> [Task data]

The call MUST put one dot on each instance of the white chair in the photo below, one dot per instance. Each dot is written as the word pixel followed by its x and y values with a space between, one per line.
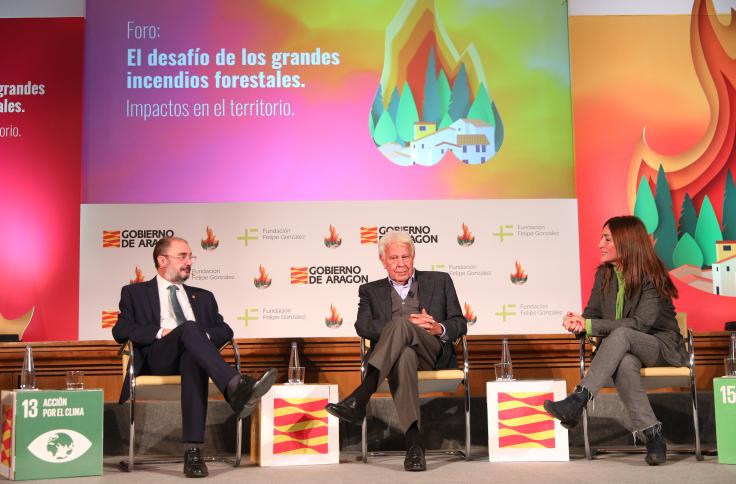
pixel 430 381
pixel 166 388
pixel 656 377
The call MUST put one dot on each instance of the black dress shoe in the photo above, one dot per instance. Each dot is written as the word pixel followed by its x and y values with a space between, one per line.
pixel 348 410
pixel 414 461
pixel 569 410
pixel 194 465
pixel 244 399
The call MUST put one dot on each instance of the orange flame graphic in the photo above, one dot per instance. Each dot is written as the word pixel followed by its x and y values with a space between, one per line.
pixel 466 238
pixel 334 320
pixel 138 276
pixel 334 240
pixel 263 280
pixel 701 170
pixel 519 277
pixel 469 314
pixel 210 242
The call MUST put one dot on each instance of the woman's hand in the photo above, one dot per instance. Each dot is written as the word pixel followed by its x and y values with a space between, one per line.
pixel 573 323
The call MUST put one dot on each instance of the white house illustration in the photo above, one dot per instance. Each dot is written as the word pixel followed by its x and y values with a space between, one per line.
pixel 724 271
pixel 471 140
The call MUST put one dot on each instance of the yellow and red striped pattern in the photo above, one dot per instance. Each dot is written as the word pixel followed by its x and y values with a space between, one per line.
pixel 369 235
pixel 110 238
pixel 109 318
pixel 300 426
pixel 7 427
pixel 299 275
pixel 522 421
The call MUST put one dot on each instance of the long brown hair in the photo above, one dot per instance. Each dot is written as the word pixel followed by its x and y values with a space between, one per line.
pixel 638 259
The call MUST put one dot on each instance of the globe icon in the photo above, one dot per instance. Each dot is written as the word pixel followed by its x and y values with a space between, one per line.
pixel 60 445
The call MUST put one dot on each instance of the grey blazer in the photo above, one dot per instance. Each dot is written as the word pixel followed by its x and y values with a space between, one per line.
pixel 645 311
pixel 436 294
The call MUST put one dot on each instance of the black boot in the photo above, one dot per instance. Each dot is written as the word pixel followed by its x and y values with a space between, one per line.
pixel 568 411
pixel 656 446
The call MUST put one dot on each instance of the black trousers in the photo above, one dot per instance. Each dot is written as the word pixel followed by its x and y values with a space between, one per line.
pixel 187 351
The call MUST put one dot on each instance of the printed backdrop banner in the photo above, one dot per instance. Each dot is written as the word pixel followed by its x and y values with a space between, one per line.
pixel 293 269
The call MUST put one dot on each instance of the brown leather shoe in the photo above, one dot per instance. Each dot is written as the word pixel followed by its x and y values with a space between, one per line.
pixel 414 461
pixel 194 465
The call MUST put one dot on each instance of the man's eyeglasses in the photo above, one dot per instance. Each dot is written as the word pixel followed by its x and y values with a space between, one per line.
pixel 181 257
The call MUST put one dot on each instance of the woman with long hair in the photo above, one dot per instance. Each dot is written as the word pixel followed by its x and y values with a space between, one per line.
pixel 630 308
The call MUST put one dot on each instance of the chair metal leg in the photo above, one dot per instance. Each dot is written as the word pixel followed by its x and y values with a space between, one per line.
pixel 588 453
pixel 696 424
pixel 467 417
pixel 364 439
pixel 238 441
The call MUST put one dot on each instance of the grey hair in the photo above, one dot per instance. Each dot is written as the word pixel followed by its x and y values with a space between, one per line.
pixel 393 237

> [What to work on]
From the line holding "of the brown" to the final line of the data, repeat every line exactly. Leave out all the rest.

> [Problem solution]
The call MUST put one dot on each instance of the brown leather shoe in the photo above, one dot per instance. Each dot is written as the word pixel followed by its x and y values with a space between, one per line.
pixel 414 461
pixel 194 465
The call MUST put one dot on each instance of the man's eyeglasses in the photo above, one dot per instance. Each dot is written as the word pixel followed by its x and y values with a space between, one per line.
pixel 181 257
The call MUST put one dot on each instance of the woman with long hair in the photo above, one dot per instance. Each dot is written as the word pixel followed by its x and y values with a space between, one per line.
pixel 630 308
The call MUST put one dot on each instance of the chair metal leg in the photo above, one dot per instance. Each dot is written as the word pixel followed by its x and y values with a space between, one per line.
pixel 588 453
pixel 696 424
pixel 467 417
pixel 364 439
pixel 238 441
The call MUST put one dot on each instance of the grey hair in the photo above, one dot per instance. Each dot is written as the word pixel followed by its x and y values with a space between, one per line.
pixel 393 237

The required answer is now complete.